#### Work request
Every record that follows needs to be written out again, exactly.

"""

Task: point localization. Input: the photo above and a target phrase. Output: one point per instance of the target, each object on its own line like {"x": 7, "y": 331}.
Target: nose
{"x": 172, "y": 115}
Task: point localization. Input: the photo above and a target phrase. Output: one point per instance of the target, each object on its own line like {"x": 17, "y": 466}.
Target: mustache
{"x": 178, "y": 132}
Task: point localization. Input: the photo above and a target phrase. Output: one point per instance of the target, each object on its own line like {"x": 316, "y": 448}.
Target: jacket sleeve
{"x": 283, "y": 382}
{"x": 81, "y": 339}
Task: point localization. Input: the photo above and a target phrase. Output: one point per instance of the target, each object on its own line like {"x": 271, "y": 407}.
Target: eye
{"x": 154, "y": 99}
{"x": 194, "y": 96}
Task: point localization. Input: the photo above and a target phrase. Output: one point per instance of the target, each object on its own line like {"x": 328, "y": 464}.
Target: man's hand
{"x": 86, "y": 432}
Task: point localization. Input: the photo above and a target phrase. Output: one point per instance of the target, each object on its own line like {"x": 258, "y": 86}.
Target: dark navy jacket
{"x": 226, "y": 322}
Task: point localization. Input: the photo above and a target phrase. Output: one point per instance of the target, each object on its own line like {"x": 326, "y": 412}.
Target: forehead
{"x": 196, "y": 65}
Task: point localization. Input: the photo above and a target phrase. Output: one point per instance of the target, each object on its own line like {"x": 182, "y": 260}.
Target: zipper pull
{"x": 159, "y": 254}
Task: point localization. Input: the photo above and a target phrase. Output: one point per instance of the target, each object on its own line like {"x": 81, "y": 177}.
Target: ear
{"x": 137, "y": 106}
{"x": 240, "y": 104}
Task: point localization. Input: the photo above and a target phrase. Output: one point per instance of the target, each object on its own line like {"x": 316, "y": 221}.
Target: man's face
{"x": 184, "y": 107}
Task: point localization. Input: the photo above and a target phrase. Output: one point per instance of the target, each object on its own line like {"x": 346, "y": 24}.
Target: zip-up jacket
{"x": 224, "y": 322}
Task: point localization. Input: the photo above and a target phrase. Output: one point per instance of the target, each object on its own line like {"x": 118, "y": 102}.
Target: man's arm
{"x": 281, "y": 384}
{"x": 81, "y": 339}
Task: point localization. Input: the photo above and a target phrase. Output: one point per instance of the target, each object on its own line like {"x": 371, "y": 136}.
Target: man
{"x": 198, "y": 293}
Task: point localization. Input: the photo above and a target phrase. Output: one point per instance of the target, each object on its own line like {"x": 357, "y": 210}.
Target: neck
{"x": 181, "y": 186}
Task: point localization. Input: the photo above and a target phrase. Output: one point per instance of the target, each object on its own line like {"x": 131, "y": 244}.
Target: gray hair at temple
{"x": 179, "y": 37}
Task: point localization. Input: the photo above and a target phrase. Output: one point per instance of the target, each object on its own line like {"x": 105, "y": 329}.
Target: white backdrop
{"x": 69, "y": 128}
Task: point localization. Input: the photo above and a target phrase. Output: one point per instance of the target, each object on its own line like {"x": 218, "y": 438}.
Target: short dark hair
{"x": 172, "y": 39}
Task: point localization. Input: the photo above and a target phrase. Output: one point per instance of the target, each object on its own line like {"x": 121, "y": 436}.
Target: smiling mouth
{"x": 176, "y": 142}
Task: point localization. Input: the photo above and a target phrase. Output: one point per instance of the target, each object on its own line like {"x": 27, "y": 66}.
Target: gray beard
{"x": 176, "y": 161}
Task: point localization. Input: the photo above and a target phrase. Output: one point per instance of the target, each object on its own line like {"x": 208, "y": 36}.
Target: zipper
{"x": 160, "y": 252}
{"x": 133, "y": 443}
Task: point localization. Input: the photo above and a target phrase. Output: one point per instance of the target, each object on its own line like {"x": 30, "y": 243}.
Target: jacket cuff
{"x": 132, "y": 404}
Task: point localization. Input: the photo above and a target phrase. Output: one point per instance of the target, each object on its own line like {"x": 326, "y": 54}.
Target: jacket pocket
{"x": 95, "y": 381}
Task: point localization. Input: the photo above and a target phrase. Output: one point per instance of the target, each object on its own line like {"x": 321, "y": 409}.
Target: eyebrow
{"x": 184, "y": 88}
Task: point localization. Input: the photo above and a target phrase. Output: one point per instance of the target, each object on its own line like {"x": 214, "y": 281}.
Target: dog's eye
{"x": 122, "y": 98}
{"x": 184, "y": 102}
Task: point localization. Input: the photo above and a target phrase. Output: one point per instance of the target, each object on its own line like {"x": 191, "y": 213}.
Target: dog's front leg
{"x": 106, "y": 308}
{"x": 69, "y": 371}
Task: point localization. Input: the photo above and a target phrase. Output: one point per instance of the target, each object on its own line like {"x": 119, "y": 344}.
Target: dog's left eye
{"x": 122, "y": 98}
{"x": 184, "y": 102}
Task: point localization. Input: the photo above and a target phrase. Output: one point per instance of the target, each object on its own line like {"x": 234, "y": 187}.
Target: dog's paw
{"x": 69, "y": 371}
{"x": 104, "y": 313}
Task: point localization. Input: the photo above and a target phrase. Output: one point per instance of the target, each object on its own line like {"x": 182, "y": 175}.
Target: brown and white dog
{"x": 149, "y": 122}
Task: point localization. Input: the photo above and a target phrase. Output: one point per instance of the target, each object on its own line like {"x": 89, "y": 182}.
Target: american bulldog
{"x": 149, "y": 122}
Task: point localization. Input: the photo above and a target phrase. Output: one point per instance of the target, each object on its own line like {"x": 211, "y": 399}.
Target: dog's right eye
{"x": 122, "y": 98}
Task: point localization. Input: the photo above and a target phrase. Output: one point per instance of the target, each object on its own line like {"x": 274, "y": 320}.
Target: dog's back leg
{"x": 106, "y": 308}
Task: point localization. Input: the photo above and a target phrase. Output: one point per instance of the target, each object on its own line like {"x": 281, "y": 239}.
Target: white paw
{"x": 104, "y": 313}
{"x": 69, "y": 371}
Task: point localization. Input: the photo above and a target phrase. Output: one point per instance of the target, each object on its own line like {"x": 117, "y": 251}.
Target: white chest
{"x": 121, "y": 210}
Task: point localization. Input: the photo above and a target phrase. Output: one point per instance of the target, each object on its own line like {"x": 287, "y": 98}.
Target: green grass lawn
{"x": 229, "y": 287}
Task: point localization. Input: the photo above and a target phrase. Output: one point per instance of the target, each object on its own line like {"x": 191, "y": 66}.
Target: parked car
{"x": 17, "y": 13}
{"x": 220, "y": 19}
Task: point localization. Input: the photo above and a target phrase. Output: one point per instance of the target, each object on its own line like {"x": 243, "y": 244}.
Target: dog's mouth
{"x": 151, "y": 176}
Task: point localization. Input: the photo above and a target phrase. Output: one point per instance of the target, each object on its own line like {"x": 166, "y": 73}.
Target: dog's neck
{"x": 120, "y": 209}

"""

#### Output for this exercise
Task: point localization. Input: the photo above and a target phrase. Output: one point per instance of the target, each object on its own line like {"x": 7, "y": 331}.
Target: nose
{"x": 172, "y": 115}
Task: point localization. Input: the photo above and a target phrase. Output: one point per instance of the target, each object on its own line like {"x": 17, "y": 466}.
Target: mustache
{"x": 178, "y": 132}
Task: point localization. Input: the photo above and a target phrase. Output: one point per instance of the target, each object on its own line like {"x": 316, "y": 448}.
Target: jacket sleeve
{"x": 283, "y": 382}
{"x": 81, "y": 339}
Task: point localization. Input: the photo above and a target phrase. Output: one point per instance of the target, each object on its own line like {"x": 271, "y": 407}.
Target: eye
{"x": 154, "y": 99}
{"x": 194, "y": 96}
Task: point localization. Input: the photo above and a target phrase. Output: one point per instance of the target, each object on its own line like {"x": 328, "y": 464}.
Target: man's hand
{"x": 86, "y": 432}
Task: point localization. Input: the photo above and a target phrase. Output: one point per instance of the target, each object on its own line like {"x": 258, "y": 86}.
Target: dark navy jacket
{"x": 226, "y": 322}
Task: point localization. Input: the photo above and a target phrase. Output: one point per instance of the target, each object on its own line like {"x": 326, "y": 412}.
Target: forehead
{"x": 196, "y": 65}
Task: point localization. Input: the photo above and a target phrase. Output: one point per instance of the target, each object on its own line like {"x": 182, "y": 260}.
Target: zipper pull
{"x": 159, "y": 254}
Task: point localization. Input: the photo above and a target phrase. Output: one point per instance of the target, each object on its own line like {"x": 81, "y": 177}.
Target: ear
{"x": 137, "y": 106}
{"x": 240, "y": 104}
Task: point localization. Input: the photo above and a target phrase. Output: one point per instance of the target, each object on its own line like {"x": 316, "y": 221}.
Target: man's face
{"x": 184, "y": 107}
Task: point localization. Input: the photo above and a target phrase. Output: one point per instance of the target, each object on its own line like {"x": 346, "y": 24}.
Target: zip-up jacket
{"x": 224, "y": 322}
Task: point localization. Input: the photo above and a target phrase. Output: one point per instance of the target, each object on its own line like {"x": 118, "y": 102}.
Target: man's arm
{"x": 281, "y": 384}
{"x": 81, "y": 339}
Task: point localization. Input: the photo above and a target phrase. Output: one point per instance of the target, each object on its own line like {"x": 371, "y": 136}.
Target: man
{"x": 198, "y": 293}
Task: point localization. Input: the photo above and a target phrase. Output: one point per instance of the target, each object on its own line like {"x": 357, "y": 210}.
Target: neck
{"x": 181, "y": 186}
Task: point localization. Input: the photo above and a target phrase. Output: one point per instance of the target, each object on its own line like {"x": 131, "y": 244}.
Target: gray hair at temple
{"x": 179, "y": 37}
Task: point localization. Input: the photo above and a target phrase. Output: one point per instance of the target, each object on its own line like {"x": 105, "y": 329}.
Target: white backdrop
{"x": 69, "y": 128}
Task: point localization. Input: the photo above and a target phrase. Output: one point per instance of the target, each object on its own line like {"x": 218, "y": 438}.
Target: short dark hair
{"x": 172, "y": 39}
Task: point localization. Input: the photo above and a target phrase. Output: one point per instance of the target, each object on its own line like {"x": 121, "y": 436}.
Target: smiling mouth
{"x": 176, "y": 142}
Task: point localization. Input: the photo above and a target phrase. Output: one point per instance of the target, each object on its own line like {"x": 27, "y": 66}.
Target: gray beard
{"x": 176, "y": 161}
Task: point localization. Input: the photo above and a target phrase. Output: one point per instance of the target, each object on its own line like {"x": 208, "y": 36}.
Target: zipper
{"x": 160, "y": 252}
{"x": 133, "y": 443}
Task: point localization. Input: the photo above and a target phrase. Output: one point per instance of the target, each object on its own line like {"x": 30, "y": 243}.
Target: jacket cuff
{"x": 132, "y": 404}
Task: point localization. Input: the photo above and a target phrase. Output: one point per instance of the target, each object on its own line like {"x": 326, "y": 54}.
Target: jacket pocket
{"x": 95, "y": 381}
Task: point localization. Input: the photo above and a target phrase. Output: one point per instance of the target, each object on its own line like {"x": 321, "y": 409}.
Target: eyebrow
{"x": 184, "y": 88}
Task: point localization. Input: the photo above and a target phrase. Output: one point per instance of the target, each object on its own line like {"x": 214, "y": 281}.
Target: dog's eye
{"x": 122, "y": 98}
{"x": 184, "y": 102}
Task: point localization. Input: the photo above and a target phrase. Output: one point per instance of the target, each object on its own line like {"x": 191, "y": 213}.
Target: dog's front leg
{"x": 106, "y": 308}
{"x": 69, "y": 371}
Task: point localization. Input: the photo above and a target phrase. Output: one point per instance of the target, each object on its own line like {"x": 119, "y": 344}.
Target: dog's left eye
{"x": 122, "y": 98}
{"x": 184, "y": 102}
Task: point localization. Input: the photo above and a target phrase. Output: one point per instance of the target, each object on its own line like {"x": 234, "y": 187}.
Target: dog's paw
{"x": 69, "y": 371}
{"x": 104, "y": 313}
Task: point localization. Input: the photo above and a target phrase. Output: one point per instance of the target, each object on its own line like {"x": 182, "y": 175}.
Target: brown and white dog
{"x": 149, "y": 122}
Task: point localization. Input: the photo above and a target phrase. Output: one point per instance of the target, each object on its own line like {"x": 89, "y": 182}.
Target: american bulldog
{"x": 149, "y": 122}
Task: point localization. Input: the photo above and a target phrase. Output: one point per instance of the target, each object on its own line like {"x": 211, "y": 399}.
Target: dog's right eye
{"x": 122, "y": 98}
Task: point localization. Input: the photo above and a target phrase. Output: one point per instance of the target, each object on its own line like {"x": 274, "y": 320}.
Target: dog's back leg
{"x": 106, "y": 308}
Task: point localization. Input: the photo above and a target phrase. Output: one point per instance of the target, each object on its own line like {"x": 281, "y": 239}.
Target: white paw
{"x": 104, "y": 313}
{"x": 69, "y": 371}
Task: point localization. Input: the photo above and a target phrase. Output: one point per instance of the target, each object on its own line like {"x": 117, "y": 251}.
Target: white chest
{"x": 121, "y": 210}
Task: point localization. Input: the photo above and a target phrase. Output: one point per instance of the target, each object on its own line like {"x": 287, "y": 98}.
Target: green grass lawn
{"x": 229, "y": 287}
Task: point localization. Input: the photo above and a target phrase. Output: one point per instance of the target, each object on its own line like {"x": 191, "y": 66}.
Target: parked car
{"x": 17, "y": 13}
{"x": 220, "y": 19}
Task: point localization. Input: the photo above and a target phrase. Output: one point per instance of the target, each object on its own line like {"x": 243, "y": 244}.
Target: dog's mouth
{"x": 151, "y": 176}
Task: point localization. Input: the photo above and a target phrase. Output: one point per instance of the target, each object on its own line like {"x": 166, "y": 73}.
Target: dog's neck
{"x": 120, "y": 209}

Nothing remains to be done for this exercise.